◆ **Reading text**:
________

With the domestic stock market seemingly immune to the COVID-19 pandemic and our national deficit growing beyond the imaginable just months ago, it seems appropriate to share a few words on the concept of risk. Despite decades of wealth managers harping on the need to diversify client portfolios, too many are set up to implode when the financial markets shift.
Investment Management 101
Diversification across all asset classes is a critical risk management tool. If done properly, your portfolio should consist of an asset mix specifically suited to your age + associated risk management plan. The goal is to reduce risk, measured by volatility, while improving stability and total return.
So, how risky is your portfolio today? That depends on how many asset classes can be found. Is your portfolio limited to large/small/domestic/international stocks? You might want to rethink that!
Ideally, you’re following the Yale Model, sometimes referred to as the Endowment Model, developed by David Swensen and described in his book, Pioneering Portfolio Management. The general idea is to divide one’s portfolio into five or six roughly equal parts and invest each in a different asset class. Central in the Yale Model is broad diversification and relatively heavy exposure to asset classes such as private equity and real estate compared to more traditional portfolios. Swenson’s method was particularly revolutionary at the time, as it warned readers against “liquidity,” explaining that it comes at a heavy price in the shape of lower returns. Think public vs. private investment vehicles here.
So, what is an advisor or CIO to do? Seek out investment options that can help bring greater diversity to your portfolios. The very best advisors never stop learning and are always seeking ways to improve investment results. The time is now.

________

◆ **Tasks to carry out**:
[A] In the investment text, which book by David Swensen describes the Yale Model?
[B] Please reproduce the passage of the investment text that opens with the words containing "Investment Management 101" and closes with "and total return.".

________

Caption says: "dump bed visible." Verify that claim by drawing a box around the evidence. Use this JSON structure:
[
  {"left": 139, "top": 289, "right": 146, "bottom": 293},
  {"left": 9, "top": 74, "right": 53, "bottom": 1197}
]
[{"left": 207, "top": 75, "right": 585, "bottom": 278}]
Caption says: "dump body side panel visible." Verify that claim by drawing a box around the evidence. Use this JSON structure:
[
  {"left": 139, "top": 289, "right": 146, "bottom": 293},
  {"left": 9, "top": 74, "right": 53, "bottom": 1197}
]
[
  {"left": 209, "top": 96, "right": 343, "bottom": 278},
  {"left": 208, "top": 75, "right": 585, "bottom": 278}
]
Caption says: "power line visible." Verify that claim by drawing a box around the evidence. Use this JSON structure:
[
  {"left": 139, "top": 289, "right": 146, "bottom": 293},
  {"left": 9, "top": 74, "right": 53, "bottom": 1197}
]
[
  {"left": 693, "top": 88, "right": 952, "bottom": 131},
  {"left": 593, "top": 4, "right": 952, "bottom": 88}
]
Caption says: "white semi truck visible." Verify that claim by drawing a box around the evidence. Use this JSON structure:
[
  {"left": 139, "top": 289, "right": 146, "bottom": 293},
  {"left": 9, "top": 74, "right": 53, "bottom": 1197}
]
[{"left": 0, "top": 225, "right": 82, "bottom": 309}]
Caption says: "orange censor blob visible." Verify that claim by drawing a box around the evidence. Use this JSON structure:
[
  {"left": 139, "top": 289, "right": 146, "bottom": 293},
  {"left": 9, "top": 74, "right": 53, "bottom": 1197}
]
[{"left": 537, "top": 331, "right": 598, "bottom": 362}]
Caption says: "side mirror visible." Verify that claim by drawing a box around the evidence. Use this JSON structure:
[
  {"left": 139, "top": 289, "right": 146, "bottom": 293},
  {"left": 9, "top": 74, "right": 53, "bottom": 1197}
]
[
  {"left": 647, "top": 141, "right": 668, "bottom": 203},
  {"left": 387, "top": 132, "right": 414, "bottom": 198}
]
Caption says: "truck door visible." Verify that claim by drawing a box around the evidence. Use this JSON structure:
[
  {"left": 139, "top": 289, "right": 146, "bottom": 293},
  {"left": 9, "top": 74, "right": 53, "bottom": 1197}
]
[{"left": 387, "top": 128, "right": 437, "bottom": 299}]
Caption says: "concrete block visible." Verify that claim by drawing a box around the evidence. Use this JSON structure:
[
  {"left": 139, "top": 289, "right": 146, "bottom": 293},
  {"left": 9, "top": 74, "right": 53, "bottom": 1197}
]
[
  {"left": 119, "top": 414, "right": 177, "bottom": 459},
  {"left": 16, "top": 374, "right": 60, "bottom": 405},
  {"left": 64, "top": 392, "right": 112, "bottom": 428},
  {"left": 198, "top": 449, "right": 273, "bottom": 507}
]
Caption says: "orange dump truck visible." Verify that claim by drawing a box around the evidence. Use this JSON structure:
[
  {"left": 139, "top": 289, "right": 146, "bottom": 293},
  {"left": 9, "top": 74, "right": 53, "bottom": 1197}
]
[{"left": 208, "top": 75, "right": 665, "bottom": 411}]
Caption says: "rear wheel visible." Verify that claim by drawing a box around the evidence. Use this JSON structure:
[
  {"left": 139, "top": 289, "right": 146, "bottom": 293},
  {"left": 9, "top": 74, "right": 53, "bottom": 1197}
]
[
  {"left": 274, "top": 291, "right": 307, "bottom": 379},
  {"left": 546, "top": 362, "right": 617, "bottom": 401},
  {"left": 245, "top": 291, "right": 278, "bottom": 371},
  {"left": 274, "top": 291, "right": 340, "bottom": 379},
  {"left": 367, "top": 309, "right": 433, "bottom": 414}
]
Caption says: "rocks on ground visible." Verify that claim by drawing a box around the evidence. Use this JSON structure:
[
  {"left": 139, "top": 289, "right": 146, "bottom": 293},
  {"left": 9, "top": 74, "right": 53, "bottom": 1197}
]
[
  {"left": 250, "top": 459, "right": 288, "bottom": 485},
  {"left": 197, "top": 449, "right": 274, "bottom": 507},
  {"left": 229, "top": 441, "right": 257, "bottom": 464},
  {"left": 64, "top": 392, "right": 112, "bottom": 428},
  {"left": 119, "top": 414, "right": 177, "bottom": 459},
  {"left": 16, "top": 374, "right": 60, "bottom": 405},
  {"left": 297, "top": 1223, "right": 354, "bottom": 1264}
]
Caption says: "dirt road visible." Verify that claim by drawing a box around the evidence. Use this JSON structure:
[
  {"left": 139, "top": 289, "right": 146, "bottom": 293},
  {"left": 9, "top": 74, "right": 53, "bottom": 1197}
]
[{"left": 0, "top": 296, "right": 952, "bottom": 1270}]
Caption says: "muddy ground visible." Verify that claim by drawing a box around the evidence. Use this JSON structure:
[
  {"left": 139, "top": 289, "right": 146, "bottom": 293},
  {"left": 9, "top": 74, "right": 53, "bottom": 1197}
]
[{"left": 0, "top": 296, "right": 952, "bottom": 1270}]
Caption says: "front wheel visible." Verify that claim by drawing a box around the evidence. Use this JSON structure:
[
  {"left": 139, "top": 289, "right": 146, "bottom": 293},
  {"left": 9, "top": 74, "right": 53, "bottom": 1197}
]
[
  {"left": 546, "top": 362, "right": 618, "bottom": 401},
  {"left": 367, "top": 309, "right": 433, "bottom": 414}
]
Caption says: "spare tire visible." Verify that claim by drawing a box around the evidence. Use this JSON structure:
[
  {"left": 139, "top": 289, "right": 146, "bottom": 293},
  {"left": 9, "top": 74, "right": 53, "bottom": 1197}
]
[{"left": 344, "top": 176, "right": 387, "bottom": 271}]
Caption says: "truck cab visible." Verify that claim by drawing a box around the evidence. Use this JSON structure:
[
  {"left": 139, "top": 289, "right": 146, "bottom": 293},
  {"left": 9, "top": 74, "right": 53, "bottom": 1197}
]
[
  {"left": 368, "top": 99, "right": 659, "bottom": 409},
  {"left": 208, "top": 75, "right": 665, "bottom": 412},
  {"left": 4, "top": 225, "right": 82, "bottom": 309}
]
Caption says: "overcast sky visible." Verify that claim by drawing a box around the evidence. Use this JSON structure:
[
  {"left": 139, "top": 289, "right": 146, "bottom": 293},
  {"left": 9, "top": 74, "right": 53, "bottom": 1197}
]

________

◆ **Solved tasks**:
[A] Pioneering Portfolio Management

[B]
Investment Management 101
Diversification across all asset classes is a critical risk management tool. If done properly, your portfolio should consist of an asset mix specifically suited to your age + associated risk management plan. The goal is to reduce risk, measured by volatility, while improving stability and total return.